> **Assigned task 1**
In the commentary on himpathy, how long was the jail sentence given to Brock Turner?
> **Assigned task 2**
Translate this sentence from the commentary on himpathy into Spanish: "Yet, however soul-destroying these recent examples might be, there's hope for us yet."
> **Assigned task 3**
Continue the commentary on himpathy from its last sentence.

> **Document section**

★ ★ ★ ★ ★ ★ ★

So when many ask, “What was Prince Andrew thinking?” in reference to that now infamous car crash interview he gave over the weekend with the BBC Programme Newsnight presented by Emily Maitlis, I have a sneaking suspicion that, consciously or unconsciously, it was himpathy on his mind – and society’s seemingly endless reserves of it. In fact, I think he was banking on a particularly deep royal reserve of it.

But, if there is one lesson we can all take away from that interview and the overwhelming response to it, it’s this: perhaps powerful men have finally – finally – exhausted the limits of our collective himpathy.

That would, indeed, be a welcome change after recent, indulgent displays of it.

I give you the Stanford rapist Brock Turner sentenced to a mere six months in jail by a judge who cited his fathers’ positive character reference and plea that his son should not be punished for “20 minutes of action”.

I give you Harvey Weinstein’s supporters booing and heckling a female comic who called out the (alleged) rapist elephant in the room after Weinstein turned up unannounced at a stand-up night for up-and-coming performers in New York earlier this year. Poor Weinstein, a representative said, invoking a need for would-be himpathisers to understand the poor man was just “trying to find solace in his life that has been turned upside down”.

Here in Australia, I give you Seven’s soft focus Sunday Night interview with Barnaby Joyce and his new partner Vikki Campion last year, in which he was given ample opportunity to discuss the terrible strain his own infidelity had put him under (poor Barnaby), but there was no mention of the allegations of sexual harassment levelled at him by rural advocate and businesswoman Catherine Marriott. I’ll just add that should anyone wonder where we might find a high concentration of himpathisers, perhaps the good people of New England’s choice to re-elect Joyce after his affair and the allegations of sexual misconduct became public knowledge might give us a clue.

Yet, however soul-destroying these recent examples might be, there’s hope for us yet. Manne suggested we might be approaching a “himpathy reckoning” following Brett Kavanaugh’s fraught confirmation to the US Supreme Court, which saw Christine Blasey Ford, who accused Kavanaugh of sexual assault, subjected to hours of gruelling testimony and cross-examination while US President Donald Trump went on and on about how Kavanaugh was “not a man who deserves this”.

★ ★ ★ ★ ★ ★ ★

> **Data under study**

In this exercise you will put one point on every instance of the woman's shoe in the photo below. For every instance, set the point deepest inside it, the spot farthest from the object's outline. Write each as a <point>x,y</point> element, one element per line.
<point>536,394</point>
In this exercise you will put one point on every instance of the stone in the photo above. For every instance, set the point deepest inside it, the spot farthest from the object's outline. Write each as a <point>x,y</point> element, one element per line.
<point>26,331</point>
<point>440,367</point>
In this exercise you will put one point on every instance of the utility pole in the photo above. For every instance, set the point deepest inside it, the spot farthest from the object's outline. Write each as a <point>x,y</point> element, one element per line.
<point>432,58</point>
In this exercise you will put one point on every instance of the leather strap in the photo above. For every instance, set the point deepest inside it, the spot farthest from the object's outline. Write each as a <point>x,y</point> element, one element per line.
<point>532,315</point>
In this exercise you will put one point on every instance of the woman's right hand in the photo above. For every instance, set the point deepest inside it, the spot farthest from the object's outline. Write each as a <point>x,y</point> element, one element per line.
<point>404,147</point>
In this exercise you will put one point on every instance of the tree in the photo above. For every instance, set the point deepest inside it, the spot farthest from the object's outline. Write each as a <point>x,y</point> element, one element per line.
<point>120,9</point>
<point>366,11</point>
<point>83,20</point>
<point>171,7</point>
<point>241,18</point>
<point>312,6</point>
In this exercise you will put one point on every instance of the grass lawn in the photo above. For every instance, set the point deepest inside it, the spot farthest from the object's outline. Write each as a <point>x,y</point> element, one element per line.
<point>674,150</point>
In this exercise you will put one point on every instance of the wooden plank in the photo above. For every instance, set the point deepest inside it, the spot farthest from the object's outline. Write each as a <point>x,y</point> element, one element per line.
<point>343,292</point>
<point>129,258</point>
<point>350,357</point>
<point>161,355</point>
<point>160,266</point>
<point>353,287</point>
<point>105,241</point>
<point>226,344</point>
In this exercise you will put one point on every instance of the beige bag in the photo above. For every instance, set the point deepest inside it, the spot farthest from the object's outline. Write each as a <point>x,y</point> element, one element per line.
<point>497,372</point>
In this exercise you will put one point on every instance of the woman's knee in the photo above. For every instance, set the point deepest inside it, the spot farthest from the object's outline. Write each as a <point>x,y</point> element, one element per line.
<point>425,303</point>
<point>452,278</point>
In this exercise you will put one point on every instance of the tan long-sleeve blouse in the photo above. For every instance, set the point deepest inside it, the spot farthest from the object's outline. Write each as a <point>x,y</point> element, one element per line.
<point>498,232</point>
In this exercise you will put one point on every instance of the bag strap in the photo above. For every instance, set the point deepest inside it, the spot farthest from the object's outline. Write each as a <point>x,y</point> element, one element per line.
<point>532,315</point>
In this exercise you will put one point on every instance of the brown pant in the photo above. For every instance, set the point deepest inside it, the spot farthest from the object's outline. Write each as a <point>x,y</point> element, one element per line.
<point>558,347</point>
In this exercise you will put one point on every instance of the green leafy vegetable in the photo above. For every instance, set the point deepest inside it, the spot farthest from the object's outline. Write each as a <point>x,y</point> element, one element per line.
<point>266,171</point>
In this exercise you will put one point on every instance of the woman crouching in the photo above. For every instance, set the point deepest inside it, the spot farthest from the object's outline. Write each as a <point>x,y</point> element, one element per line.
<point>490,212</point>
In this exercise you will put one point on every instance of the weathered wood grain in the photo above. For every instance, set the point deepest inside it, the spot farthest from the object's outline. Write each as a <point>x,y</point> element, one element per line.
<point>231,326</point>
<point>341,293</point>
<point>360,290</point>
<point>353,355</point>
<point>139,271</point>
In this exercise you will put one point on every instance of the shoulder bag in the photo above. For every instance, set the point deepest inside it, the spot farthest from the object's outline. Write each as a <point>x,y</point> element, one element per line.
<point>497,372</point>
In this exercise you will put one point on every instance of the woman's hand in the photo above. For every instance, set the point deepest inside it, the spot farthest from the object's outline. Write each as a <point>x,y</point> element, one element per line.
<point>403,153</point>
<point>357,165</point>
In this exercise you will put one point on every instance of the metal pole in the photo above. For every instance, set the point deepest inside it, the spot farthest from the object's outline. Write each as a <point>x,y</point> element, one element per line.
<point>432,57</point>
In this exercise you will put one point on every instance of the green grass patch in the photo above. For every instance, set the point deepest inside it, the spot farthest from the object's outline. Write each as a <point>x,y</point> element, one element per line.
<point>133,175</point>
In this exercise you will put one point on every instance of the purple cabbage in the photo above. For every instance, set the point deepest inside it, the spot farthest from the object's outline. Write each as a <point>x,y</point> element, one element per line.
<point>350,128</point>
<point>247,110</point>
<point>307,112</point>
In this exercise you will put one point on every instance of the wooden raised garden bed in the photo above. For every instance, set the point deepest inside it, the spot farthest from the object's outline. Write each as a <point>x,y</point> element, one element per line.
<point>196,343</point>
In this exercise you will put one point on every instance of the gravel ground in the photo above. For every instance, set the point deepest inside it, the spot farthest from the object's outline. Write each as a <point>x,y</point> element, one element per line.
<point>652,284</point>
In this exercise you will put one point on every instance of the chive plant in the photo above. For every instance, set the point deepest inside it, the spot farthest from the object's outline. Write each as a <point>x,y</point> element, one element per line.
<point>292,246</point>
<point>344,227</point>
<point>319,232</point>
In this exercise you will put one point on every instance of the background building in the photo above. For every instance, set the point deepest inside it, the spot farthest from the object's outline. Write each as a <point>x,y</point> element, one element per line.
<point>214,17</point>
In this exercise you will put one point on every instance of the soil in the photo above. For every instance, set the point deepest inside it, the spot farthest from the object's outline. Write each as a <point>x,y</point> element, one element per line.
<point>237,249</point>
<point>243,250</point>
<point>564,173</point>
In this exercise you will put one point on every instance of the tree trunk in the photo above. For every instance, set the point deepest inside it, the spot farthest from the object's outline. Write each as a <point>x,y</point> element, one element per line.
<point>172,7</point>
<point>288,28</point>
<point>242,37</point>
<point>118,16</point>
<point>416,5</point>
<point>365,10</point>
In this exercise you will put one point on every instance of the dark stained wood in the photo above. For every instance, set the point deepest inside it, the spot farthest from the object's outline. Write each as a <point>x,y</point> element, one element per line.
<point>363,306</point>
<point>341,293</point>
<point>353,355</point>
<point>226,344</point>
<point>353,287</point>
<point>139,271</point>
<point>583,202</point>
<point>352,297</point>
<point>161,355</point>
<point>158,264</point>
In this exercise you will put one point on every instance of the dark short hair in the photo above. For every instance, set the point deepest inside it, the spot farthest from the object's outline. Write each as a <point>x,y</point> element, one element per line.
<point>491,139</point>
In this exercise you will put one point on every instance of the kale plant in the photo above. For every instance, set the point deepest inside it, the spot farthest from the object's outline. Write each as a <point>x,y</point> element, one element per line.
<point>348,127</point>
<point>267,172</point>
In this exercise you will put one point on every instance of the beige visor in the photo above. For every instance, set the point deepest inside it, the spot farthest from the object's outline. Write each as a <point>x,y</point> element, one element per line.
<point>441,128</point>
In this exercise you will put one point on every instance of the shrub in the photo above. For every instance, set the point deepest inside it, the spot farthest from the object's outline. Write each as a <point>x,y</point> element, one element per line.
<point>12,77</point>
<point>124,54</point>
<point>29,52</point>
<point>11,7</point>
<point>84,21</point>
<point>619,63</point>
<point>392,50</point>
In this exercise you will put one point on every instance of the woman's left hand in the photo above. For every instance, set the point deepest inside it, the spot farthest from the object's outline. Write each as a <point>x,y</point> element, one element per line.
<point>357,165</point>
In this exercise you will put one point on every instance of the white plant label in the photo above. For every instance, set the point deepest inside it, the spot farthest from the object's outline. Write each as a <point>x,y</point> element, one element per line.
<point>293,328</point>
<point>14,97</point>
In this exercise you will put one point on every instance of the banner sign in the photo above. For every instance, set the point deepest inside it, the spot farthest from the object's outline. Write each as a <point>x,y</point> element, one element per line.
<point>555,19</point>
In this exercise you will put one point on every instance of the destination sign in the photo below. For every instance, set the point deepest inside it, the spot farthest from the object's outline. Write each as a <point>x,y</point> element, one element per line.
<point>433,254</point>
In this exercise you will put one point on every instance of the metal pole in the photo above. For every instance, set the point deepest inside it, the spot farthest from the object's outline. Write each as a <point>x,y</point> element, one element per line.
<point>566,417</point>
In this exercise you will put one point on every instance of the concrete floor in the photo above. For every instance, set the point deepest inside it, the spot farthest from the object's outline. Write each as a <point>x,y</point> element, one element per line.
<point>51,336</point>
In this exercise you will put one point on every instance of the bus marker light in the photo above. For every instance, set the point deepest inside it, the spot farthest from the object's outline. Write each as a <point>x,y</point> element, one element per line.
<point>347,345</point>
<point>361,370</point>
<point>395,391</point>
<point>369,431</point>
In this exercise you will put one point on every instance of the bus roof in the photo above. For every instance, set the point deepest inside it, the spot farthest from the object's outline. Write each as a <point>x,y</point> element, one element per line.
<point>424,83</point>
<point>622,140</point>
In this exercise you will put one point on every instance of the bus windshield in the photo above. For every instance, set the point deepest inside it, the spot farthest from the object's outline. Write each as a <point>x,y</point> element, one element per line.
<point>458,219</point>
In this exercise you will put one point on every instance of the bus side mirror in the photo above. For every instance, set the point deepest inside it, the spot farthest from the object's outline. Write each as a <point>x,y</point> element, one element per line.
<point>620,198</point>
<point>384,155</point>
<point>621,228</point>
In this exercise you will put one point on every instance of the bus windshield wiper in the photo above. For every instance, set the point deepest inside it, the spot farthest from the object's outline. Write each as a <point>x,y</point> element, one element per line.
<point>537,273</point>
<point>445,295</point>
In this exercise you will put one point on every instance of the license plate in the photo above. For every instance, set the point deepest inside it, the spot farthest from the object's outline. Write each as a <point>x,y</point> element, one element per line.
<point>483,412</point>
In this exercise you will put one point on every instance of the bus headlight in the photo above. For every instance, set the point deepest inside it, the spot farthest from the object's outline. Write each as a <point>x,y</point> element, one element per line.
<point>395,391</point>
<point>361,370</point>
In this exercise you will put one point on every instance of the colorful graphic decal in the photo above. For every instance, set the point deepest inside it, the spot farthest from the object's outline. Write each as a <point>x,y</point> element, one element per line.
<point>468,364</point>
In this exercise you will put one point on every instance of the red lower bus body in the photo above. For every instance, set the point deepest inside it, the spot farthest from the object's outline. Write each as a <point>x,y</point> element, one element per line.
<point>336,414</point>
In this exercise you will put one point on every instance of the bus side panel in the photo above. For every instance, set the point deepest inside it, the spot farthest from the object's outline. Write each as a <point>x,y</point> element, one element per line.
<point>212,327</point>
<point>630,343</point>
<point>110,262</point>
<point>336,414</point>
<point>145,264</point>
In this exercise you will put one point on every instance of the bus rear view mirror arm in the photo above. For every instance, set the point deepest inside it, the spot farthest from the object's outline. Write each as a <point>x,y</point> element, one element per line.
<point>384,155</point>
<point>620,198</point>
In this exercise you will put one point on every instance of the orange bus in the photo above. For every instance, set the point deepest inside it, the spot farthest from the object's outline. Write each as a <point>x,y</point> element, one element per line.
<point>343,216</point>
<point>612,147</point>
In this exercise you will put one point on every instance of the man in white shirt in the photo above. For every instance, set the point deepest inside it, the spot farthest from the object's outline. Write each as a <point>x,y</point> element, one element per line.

★ ★ ★ ★ ★ ★ ★

> **Response 1**
Six months.

> **Response 2**
Sin embargo, por desoladores que sean estos ejemplos recientes, todavía hay esperanza para nosotros.

> **Response 3**
Maybe we had reached peak “himpathy”?

We’re in a moment during which himpathy is so thoroughly on display, in such a public way, that the time is ripe to push for a mass moral reckoning,” Manne wrote in the New York Times. Shame Prince Andrew didn’t get the memo.

A powerful man credibly accused of sexual misconduct and his himpathisers will erase or dismiss the perspective of his accusers, which is exactly what Prince Andrew did when asked about Epstein’s many victims and specifically about the then 17 year old Virginia Roberts Giuffre’s claim that she was forced to have sex with Prince Andrew.

“I have no recollection of ever meeting this lady, none whatsoever,” he said. When asked if he had a message for Giuffre, he replied: “I don’t have a message for her because I have to have a thick skin”. When asked if he had any guilt, regret or shame about any of his behaviour and his friendship with Epstein, he responded, “it had some seriously beneficial outcomes in areas that have nothing … to do with what I would describe as what we’re talking about today.”

Most damningly, Prince Andrew couldn’t even bring himself to say the words sexual abuse, instead suggesting Mr. Epstein was guilty of “conduct unbecoming”.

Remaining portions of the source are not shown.